Assignment —
Reproduce the entries below exactly, but only from the line containing "In this picture, where can the curly" to the line containing "In this picture, where can the building", inclusive.

Supplied material —
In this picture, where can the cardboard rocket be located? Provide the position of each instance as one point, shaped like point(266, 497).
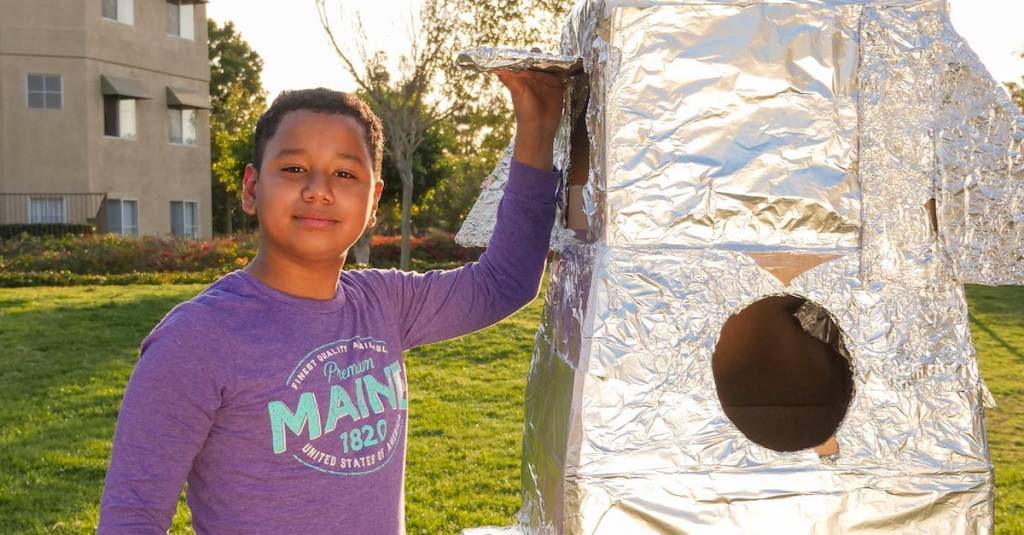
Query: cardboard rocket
point(755, 320)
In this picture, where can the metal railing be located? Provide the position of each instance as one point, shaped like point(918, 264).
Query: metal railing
point(51, 212)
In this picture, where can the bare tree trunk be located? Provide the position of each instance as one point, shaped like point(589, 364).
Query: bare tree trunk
point(361, 248)
point(406, 169)
point(229, 204)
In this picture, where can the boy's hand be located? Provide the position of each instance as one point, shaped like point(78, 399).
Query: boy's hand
point(538, 99)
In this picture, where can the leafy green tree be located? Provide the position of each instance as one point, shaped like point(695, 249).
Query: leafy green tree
point(426, 88)
point(237, 98)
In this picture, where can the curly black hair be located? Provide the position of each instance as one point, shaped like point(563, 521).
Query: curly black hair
point(321, 100)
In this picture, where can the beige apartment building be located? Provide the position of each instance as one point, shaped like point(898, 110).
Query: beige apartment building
point(103, 115)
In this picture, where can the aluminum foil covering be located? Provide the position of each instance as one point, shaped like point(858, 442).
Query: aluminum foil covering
point(483, 59)
point(479, 222)
point(723, 128)
point(935, 125)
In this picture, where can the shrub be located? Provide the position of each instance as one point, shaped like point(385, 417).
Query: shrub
point(9, 232)
point(111, 254)
point(432, 248)
point(107, 259)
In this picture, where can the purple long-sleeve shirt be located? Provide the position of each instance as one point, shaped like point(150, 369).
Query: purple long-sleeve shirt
point(289, 415)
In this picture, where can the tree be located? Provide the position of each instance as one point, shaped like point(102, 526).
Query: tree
point(237, 99)
point(426, 87)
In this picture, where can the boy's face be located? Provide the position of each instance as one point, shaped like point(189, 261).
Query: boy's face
point(315, 192)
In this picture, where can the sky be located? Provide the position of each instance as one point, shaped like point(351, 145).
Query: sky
point(297, 53)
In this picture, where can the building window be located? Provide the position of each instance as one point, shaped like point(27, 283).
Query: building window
point(122, 216)
point(184, 218)
point(45, 91)
point(47, 210)
point(120, 10)
point(119, 117)
point(180, 18)
point(182, 125)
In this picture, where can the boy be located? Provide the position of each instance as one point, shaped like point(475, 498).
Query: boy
point(280, 392)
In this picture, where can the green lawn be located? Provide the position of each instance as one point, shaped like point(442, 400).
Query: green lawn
point(67, 353)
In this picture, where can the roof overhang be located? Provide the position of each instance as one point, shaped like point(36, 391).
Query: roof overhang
point(184, 98)
point(123, 87)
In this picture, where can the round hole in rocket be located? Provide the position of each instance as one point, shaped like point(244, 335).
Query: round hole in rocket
point(782, 373)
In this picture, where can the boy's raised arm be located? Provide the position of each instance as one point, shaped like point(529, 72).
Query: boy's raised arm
point(165, 416)
point(437, 305)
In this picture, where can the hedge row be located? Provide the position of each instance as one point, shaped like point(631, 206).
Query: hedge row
point(62, 260)
point(9, 232)
point(20, 279)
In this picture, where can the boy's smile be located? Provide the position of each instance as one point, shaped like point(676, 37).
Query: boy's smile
point(315, 191)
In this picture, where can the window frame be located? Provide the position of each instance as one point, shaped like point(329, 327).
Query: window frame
point(182, 19)
point(184, 222)
point(125, 15)
point(120, 119)
point(181, 114)
point(29, 91)
point(64, 208)
point(121, 208)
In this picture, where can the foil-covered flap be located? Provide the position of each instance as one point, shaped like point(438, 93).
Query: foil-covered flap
point(733, 126)
point(494, 58)
point(980, 198)
point(479, 222)
point(941, 168)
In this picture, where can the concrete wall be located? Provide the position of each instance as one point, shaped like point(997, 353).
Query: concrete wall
point(66, 151)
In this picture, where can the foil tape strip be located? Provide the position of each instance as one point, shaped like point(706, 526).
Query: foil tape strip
point(483, 59)
point(479, 222)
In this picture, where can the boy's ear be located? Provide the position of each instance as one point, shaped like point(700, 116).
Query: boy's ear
point(249, 190)
point(378, 190)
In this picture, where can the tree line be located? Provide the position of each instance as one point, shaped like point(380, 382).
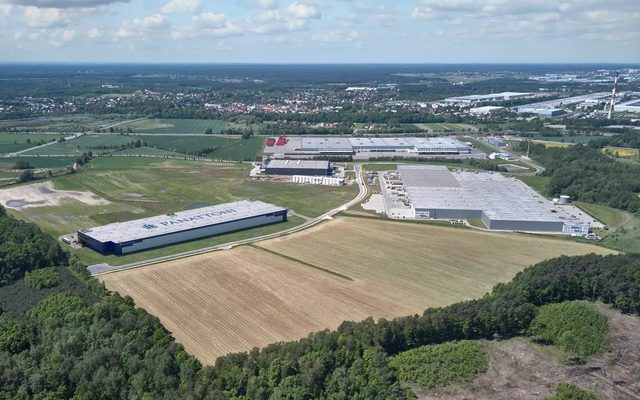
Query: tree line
point(73, 346)
point(587, 175)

Exercise response —
In this picture, where can the curly black hair be located? Provide the position of each instance as one point, shaped like point(563, 521).
Query: curly black hair
point(321, 100)
In this picture, where can the beige apartment building be located? Provide the position of each instance as one point, shaped like point(898, 110).
Query: beige apartment building
point(103, 115)
In this picture, where can the aluminum foil covering be located? Provide the position of each instance as one point, shaped like point(858, 442).
Query: aluminum foil covering
point(483, 59)
point(479, 222)
point(723, 128)
point(935, 125)
In this picture, where can the shrub be located? Provide the position of each instance as one point, shaped like point(385, 417).
Query: shrub
point(9, 232)
point(111, 254)
point(432, 248)
point(107, 259)
In this picture, where can the purple long-sleeve shirt be located? Provide the position of each instance as one point, shaped like point(150, 369).
Query: purple long-sleeve shirt
point(289, 415)
In this picture, where can the tree be located? Provide the position of each instance as one point, shaped like point(102, 526).
Query: tree
point(237, 99)
point(426, 87)
In this picture, where can the boy's face be located? Provide the position of each instance as one point, shaped like point(189, 261).
Query: boy's face
point(315, 192)
In this picture, where can the sky be located? Provide the position of each instance as one point, shaped like point(351, 145).
Query: sky
point(297, 53)
In this picture, where can the building window be located? Provide the position of each instance as one point, shaped like point(27, 283).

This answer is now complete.